_Document_
Begin

Sunday, May 31, 2009

Persimmon - Melbourne - NGV

Name: Persimmon at the National Gallery of Victoria

Address: Ground Level, NGV
180 St Kilda Road, Melbourne
Call NGV and follow prompts - 8620 2222

Food: ModOz
Average price: Entree - $16, Main - $25, Dessert - $15.

Complimentary: 6 pieces of bread (poppy seed buns and mini baguettes) with butter.

Coconut macarons with our coffees


Chewy, sweet and full of coconut.

The chef, Terry Clark designed 7 dishes for us to eat today based on the current menu:

Watercress & horseradish bavarois, baby beetroot, candied walnuts, onion wafer, Puy lentils


This is visually stunning with gorgeous emerald and magenta hues. The number of textures in this is a delight for your mouth. The flavours are also divine - this was everyone's favourite dish to eat. The bavarois melts in your mouth, hints of pepperyness which gives way to the sweetness of candied walnuts and beetroot followed by the earthy lentils and finally you are left with a sweet onion melting on your tongue. Great, great dish.

Roast potato soup, garlic puree, potato pearls, micro herbs, porcini dust, shaved Summer truffle



The waiter poured the smooth potato soup into the bowl, covering the small kipfler and congee potato pearls, baby peas, garlic puree and shaved truffle with a gorgeously textured soup, perfectly seasoned. The potato pearls were a little on the firm side but added a wonderful texture whilst the garlic puree added a sweetness that gave it more depth. The peas added yet another texture and sweetness whilst the herbs and porcini dust added earthiness and pepperyness. I couldn't quite taste the truffle unfortunately.

End

_What needs to be done_
Carry on the Persimmon restaurant review from where it stops. The listing that comes next has no connection to the restaurant review.

_Listing_
Begin

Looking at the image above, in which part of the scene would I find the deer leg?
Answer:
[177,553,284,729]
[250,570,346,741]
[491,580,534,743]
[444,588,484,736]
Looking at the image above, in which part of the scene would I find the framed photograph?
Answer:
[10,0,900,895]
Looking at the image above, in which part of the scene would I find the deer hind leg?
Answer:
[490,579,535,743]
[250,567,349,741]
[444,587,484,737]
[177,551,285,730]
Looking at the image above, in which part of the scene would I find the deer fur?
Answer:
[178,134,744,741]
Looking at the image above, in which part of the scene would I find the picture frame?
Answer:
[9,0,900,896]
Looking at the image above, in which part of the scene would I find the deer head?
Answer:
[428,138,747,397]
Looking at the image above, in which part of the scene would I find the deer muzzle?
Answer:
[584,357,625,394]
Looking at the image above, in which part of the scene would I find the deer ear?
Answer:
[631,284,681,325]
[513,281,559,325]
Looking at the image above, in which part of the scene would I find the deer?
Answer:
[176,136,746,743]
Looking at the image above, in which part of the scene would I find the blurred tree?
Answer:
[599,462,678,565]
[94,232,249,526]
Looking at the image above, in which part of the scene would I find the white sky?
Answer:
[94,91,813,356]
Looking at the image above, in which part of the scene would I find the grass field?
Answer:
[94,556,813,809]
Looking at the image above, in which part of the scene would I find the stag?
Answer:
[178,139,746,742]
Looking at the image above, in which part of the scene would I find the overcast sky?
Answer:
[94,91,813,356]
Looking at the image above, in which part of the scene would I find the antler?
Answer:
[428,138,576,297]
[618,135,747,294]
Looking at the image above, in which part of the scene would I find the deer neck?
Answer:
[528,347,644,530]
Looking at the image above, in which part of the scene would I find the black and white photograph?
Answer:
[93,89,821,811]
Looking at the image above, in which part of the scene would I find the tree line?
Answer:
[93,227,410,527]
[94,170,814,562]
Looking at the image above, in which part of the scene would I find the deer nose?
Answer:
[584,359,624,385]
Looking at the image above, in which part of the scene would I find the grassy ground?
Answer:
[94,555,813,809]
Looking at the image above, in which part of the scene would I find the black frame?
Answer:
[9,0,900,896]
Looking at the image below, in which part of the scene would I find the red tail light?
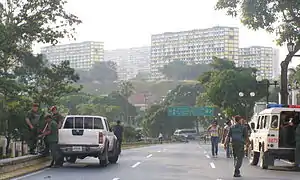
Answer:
[99,132,104,144]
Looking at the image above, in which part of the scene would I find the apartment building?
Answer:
[41,41,104,70]
[235,46,279,80]
[150,26,239,80]
[104,46,150,80]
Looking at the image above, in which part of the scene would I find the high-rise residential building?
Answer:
[104,46,150,80]
[41,41,104,70]
[235,46,279,79]
[150,26,239,80]
[273,48,280,79]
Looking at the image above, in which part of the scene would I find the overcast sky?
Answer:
[35,0,300,65]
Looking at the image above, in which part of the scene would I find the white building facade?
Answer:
[41,41,104,70]
[150,26,239,80]
[104,46,150,80]
[235,46,279,80]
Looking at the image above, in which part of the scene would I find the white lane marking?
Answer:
[147,154,152,158]
[131,162,141,168]
[12,168,49,180]
[280,159,294,165]
[209,162,216,169]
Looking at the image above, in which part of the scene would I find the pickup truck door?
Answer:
[104,118,115,151]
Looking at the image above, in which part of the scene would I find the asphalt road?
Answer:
[15,142,300,180]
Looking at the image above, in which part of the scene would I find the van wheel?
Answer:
[98,146,109,167]
[108,141,120,164]
[259,151,268,169]
[66,156,77,163]
[248,150,260,166]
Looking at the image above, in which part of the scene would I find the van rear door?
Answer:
[58,116,104,145]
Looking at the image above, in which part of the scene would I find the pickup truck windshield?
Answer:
[64,117,104,129]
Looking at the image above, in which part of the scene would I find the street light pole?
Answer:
[280,42,300,104]
[256,76,278,104]
[239,92,255,122]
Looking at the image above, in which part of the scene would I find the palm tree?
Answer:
[119,81,134,99]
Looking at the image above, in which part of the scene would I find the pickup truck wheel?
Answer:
[108,141,119,164]
[66,156,77,163]
[99,146,109,167]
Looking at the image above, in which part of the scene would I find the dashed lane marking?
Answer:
[13,168,49,180]
[131,162,141,168]
[209,162,216,169]
[147,154,152,158]
[280,159,294,165]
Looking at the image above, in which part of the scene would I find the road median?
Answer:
[0,142,156,180]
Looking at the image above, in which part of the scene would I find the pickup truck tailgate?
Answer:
[58,129,100,145]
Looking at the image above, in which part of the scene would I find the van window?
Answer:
[84,117,93,129]
[74,117,83,129]
[256,116,260,129]
[94,118,104,129]
[264,116,270,129]
[271,115,279,128]
[64,117,74,129]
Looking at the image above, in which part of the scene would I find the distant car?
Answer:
[58,115,119,166]
[173,129,197,140]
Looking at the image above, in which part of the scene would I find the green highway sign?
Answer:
[168,106,214,116]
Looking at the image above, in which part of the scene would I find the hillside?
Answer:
[81,80,197,97]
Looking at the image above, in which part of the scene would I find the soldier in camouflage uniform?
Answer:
[224,116,249,177]
[50,106,64,129]
[25,103,43,154]
[295,123,300,170]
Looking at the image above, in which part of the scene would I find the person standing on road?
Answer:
[207,121,220,157]
[39,114,59,167]
[114,121,124,154]
[224,116,250,177]
[222,120,232,158]
[25,103,43,154]
[295,123,300,170]
[158,132,163,144]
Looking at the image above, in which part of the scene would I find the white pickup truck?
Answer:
[58,115,119,166]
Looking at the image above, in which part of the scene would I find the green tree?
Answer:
[15,53,81,106]
[199,59,266,116]
[0,0,81,152]
[216,0,300,104]
[119,81,134,99]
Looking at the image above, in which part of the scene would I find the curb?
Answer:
[0,143,155,180]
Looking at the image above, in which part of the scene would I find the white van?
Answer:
[248,104,300,169]
[58,115,119,166]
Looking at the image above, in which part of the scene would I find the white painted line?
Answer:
[12,168,49,180]
[209,162,216,169]
[280,159,294,165]
[147,154,152,158]
[131,162,141,168]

End

_In response_
Asparagus risotto, duck lover parfait, tomato vinaigrette, chives (I had sashimi-style scallop in place of the duck)


The rice was cooked to perfection. The asparagus added a great crunch whilst the tomato vinaigrette gave a great, sweetly tart punch that complimented the onion-y flavour from the chives. The scallop added a saltiness for me whilst the duck liver melted in your mouth leaving a fattiness (that they liked).

Roast Tasmanian salmon, toasted cous cous, smoked tomato jam, red wine emulsion, salted rose petals in a chardonnay vinaigrette


The salmon was perfectly cooked as was the cous cous. The smoked jam was full of flavour with a hint of smokyness that hits your palette first followed by the tart then sweet, stick tomato. The red wine emulsion and basil oil were strong and added more dimension. There was also ribboned salted cucumber and an aubergine puree which added cool saltiness and a mellow smoky creaminess. There was an overall sweet, smoky and salty balance. The petals added the tiniest floral note, but I'm not sure they really improved the dish from last time.

Slow cooked pork belly, Spanish black pudding, celeriac and apple puree


The pork was tender and went well with the sweet apple and nutty celeriac. My dad was hesitant about this dish but even he had to admit that it was fabulous.

Barramundi with pureed Jerusalem artichoke, onion rings, wilted lettuce


I don't remember what everything was but it was lovely. It was creamy,tangy, sweet, crispy - just lovely.

Croissant ice cream, raspberry powder, coffee (maybe chicory), chocolate biscuit
crumbs


Really light but heavy on flavour. The ice cream had a delicate, buttery sweetness which gave way to extremely tangy, tart raspberry dust that stuck to your tongue and would then dissolve into a sweet, coffee that would linger for a while.

Chocolate brownie, raspberry sorbet, hazelnut cream, griotte cherry gel, coffee chocolate dust


The chocolate brownie was decadently dense and chocolaty - absolutely gorgeous smooth, velvet, sticky texture, studded with hazenluts. It had the tart griotte cherry gel as well as a cherry sorbet which offered sharp, but sweet tartness to offset the other deep, sweet tastes. There was also hazelnut cream and a coffee, chocolate dust which offered yet another texture and flavour.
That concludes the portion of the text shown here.